Stated task » Pull out every line of the material that contains the word "lead" and list those lines.
**** Data for this exercise ****
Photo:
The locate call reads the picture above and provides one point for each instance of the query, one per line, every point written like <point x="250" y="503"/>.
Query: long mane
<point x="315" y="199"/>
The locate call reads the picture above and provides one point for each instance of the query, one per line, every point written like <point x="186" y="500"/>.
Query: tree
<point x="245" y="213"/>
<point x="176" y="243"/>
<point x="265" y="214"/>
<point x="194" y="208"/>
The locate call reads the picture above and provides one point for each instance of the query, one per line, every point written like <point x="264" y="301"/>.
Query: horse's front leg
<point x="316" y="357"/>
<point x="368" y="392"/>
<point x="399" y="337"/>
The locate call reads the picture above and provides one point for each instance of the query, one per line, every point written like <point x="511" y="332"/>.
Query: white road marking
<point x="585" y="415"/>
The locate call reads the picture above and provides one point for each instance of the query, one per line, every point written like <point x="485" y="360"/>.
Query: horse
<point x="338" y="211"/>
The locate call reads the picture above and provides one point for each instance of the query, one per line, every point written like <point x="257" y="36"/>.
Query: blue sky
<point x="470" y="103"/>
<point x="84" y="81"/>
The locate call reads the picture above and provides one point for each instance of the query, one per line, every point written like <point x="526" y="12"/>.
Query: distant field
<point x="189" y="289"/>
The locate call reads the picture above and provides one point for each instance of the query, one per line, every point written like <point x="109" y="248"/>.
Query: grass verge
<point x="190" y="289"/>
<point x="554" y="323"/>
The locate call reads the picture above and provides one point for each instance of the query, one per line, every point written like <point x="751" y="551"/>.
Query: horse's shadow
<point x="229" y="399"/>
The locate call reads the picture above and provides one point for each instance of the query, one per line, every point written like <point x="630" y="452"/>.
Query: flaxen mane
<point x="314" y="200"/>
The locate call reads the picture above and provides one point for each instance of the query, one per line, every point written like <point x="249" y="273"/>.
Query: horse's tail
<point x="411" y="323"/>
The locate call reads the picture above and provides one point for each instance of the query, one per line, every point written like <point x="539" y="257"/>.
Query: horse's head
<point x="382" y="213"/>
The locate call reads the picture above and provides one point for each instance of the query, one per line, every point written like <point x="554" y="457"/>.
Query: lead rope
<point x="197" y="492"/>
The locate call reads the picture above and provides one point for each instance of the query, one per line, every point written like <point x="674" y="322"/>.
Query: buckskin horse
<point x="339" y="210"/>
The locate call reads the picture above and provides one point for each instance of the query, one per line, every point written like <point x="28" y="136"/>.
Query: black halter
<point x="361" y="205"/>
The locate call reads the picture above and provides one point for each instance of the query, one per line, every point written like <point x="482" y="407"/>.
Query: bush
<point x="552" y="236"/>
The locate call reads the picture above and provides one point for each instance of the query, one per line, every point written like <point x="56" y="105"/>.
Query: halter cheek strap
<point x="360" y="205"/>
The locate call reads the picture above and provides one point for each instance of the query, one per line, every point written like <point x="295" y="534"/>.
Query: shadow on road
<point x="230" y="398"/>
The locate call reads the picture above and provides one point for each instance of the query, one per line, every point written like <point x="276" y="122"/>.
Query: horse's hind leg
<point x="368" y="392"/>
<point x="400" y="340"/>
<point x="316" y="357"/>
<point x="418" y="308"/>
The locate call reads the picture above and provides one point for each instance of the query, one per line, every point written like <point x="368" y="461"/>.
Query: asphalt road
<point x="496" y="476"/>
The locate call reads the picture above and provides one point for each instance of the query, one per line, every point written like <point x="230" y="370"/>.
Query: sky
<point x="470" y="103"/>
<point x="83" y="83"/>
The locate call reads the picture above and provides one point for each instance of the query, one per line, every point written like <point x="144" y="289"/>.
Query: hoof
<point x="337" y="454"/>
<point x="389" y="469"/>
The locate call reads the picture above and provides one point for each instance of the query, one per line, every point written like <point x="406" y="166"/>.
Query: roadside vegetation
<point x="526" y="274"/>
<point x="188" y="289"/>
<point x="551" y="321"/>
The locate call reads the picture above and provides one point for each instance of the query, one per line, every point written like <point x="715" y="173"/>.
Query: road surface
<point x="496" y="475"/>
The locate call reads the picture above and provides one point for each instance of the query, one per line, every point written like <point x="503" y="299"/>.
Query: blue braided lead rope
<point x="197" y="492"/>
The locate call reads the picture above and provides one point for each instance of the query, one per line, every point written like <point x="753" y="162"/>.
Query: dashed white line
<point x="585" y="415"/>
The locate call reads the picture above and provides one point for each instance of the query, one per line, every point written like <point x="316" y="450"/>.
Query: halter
****
Finished task »
Query: lead rope
Query: blue braided lead rope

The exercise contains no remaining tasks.